====== RECORDS FOR THIS TASK ======

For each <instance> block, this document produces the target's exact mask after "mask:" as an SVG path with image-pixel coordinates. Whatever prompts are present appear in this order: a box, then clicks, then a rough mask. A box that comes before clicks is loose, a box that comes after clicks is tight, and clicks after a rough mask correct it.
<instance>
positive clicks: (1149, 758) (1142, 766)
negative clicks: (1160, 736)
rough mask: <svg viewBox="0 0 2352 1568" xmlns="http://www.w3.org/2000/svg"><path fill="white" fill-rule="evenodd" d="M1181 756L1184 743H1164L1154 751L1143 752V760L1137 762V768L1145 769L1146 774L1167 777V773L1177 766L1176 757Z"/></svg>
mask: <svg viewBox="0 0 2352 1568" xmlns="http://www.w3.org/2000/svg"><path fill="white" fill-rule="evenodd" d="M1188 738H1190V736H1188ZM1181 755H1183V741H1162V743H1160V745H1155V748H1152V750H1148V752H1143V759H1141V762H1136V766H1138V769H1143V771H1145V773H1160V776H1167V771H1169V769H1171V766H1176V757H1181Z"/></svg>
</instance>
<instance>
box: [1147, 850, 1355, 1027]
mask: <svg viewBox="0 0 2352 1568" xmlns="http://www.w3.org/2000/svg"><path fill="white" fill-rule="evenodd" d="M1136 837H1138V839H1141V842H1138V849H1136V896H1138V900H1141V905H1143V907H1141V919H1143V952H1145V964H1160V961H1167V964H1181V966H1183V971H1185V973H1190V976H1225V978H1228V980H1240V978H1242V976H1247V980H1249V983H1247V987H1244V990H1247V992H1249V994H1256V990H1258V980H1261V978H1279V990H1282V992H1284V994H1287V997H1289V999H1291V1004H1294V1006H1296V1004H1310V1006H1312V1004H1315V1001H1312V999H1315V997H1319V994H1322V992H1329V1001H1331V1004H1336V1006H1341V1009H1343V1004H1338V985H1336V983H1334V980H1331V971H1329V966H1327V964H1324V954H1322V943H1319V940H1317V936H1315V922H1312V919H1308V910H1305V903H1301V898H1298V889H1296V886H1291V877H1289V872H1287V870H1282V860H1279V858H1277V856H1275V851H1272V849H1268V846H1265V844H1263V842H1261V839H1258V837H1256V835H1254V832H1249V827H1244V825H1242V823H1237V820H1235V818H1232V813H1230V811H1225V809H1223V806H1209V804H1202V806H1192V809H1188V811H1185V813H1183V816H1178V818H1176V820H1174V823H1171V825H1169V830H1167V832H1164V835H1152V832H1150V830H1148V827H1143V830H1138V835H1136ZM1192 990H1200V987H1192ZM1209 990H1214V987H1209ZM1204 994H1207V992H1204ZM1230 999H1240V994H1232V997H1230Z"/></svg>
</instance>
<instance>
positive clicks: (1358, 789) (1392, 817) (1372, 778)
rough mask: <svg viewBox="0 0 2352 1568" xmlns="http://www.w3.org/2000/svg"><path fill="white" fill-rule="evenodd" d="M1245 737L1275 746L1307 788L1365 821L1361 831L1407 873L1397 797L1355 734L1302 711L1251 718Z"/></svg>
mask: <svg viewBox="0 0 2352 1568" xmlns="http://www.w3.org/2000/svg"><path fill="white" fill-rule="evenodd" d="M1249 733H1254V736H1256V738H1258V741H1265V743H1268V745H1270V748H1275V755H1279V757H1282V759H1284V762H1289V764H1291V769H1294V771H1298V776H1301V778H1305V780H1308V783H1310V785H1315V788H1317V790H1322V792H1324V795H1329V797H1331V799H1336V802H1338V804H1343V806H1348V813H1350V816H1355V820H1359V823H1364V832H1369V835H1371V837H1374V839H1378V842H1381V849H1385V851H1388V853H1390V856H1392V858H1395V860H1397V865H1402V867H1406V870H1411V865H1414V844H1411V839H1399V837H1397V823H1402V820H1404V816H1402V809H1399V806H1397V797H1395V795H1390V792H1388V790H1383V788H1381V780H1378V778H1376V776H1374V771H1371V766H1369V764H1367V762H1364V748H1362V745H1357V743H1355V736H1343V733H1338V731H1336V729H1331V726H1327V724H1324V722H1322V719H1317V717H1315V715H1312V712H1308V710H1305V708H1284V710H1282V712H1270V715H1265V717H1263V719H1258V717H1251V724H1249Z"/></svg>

======

▶ **YOUR OBJECTIVE**:
Give the number of lines in the records above in which the word "clicks" appears. Include no other text.

▶ **EXERCISE OUTPUT**:
4